### Exercises to complete
[a] In the text about Google and Sun Microsystems, what was the amount of the check Andy Bechtolsheim wrote to Google?
[b] Continue the text about Google and Sun Microsystems from its final sentence.

### Text provided
* * *

Whether the latest surge in value is being driven by the perception that Microsoft may be losing its golden touch, or whether it is Google's sheer Web 2.0-style inventiveness that is causing investors to pile into its stock, matters not. What matters is that the company that snapped up video-sharing site YouTube for $1.65 billion now doesn't seem quite so profligate. Everything is relative.
But why, many outside the industry are wondering, is the company started eight years ago in a Silicon Valley garage by Stanford University graduate students Larry Page and Sergey Brin already worth $150 billion, when the one started 24 years ago by Andy Bechtolsheim, Bill Joy, Vinod Khosla, and Scott McNealy - a.k.a. Stanford University Network, now Sun Micrososystems - is currently worth just $19.5 billion?
The answer, ironically, may lie in Andy Bechtolsheim. Because not only is he famous for being Sun's "employee No. 1," he is also equally famous for being the author of a $100,000 check that represented nearly one-tenth of Google's total capital when it was founded, back in 1998 when it was still running off the google.stanford.edu domain - in other words, the Stanford University website.
Although Bechtolsheim rejoined Sun in February 2004 when it acquired the privately-held company he co-founded, Kealia, based in Palo Alto, California, Sun's first "disruptive innovator" is uniquely independent in spirit. What he saw in Google back then, long before it became The Big G, while very different from what we see today, must have captivated him: their front end of public search and advertising algorithms, he must have realized, had unusual and disruptive potential.
Just five years later, another Sun employee, Eric Schmidt, experienced a similar epiphany. In a vision famously summarized later as "The Network Is the Computer," Schmidt wrote: "When the network becomes as fast as the processor, the computer hollows out and spreads across the network." Under such new circumstances, Schmidt figured, profits would flow very differently:
"Not to the companies making the fastest processors or best operating systems, but to the companies with the best networks and the best search and sort algorithms."
Schmidt left Sun and, as we now know, gravitated (via a stint at Novell) toward the Chairmanship of the very company that was by then most clearly demonstrating the accuracy of his 2003 vision.

* * *

### Supplied material
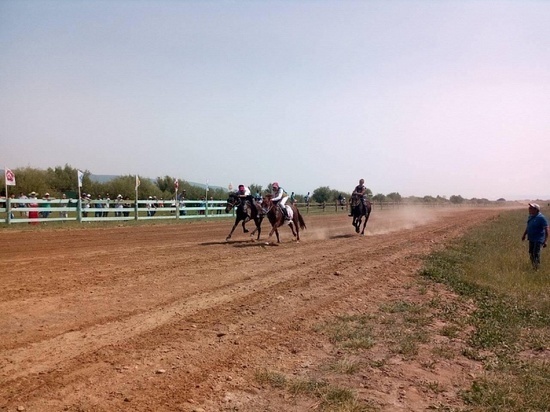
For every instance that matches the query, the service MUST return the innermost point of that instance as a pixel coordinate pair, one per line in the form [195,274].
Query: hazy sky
[416,97]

* * *

### Answer list
[a] $100,000

[b]
So the answer to the $150BN vs $19.5BN market cap question above is that Google is still near the beginning of an Internet technology cycle that could last an entire generation, while Sun stands at the end of an i-Technology cycle that is already 24 years old.
But Bechtolsheim was once asked "So is the game over?" and I have never forgotten his reply: "Only if no one changes the game."
While the last few years may have been disappointing for people who thrive on accelerated progress in technology, the world is moving faster again. Lest I be accused of puffing air into Bubble 2.0, though - especially since this is the month when I typically poll so many minds for their i-Technology predictions - it would perhaps be as well if I were just to remind readers of technology visionary George Gilder's sobering words:
"Amid the beckoning fantasies of futurism, the purpose of whatever comes next - like that of today's petapede - will be to serve the ultimate, and still the only general-purpose, petascale computer: the human brain."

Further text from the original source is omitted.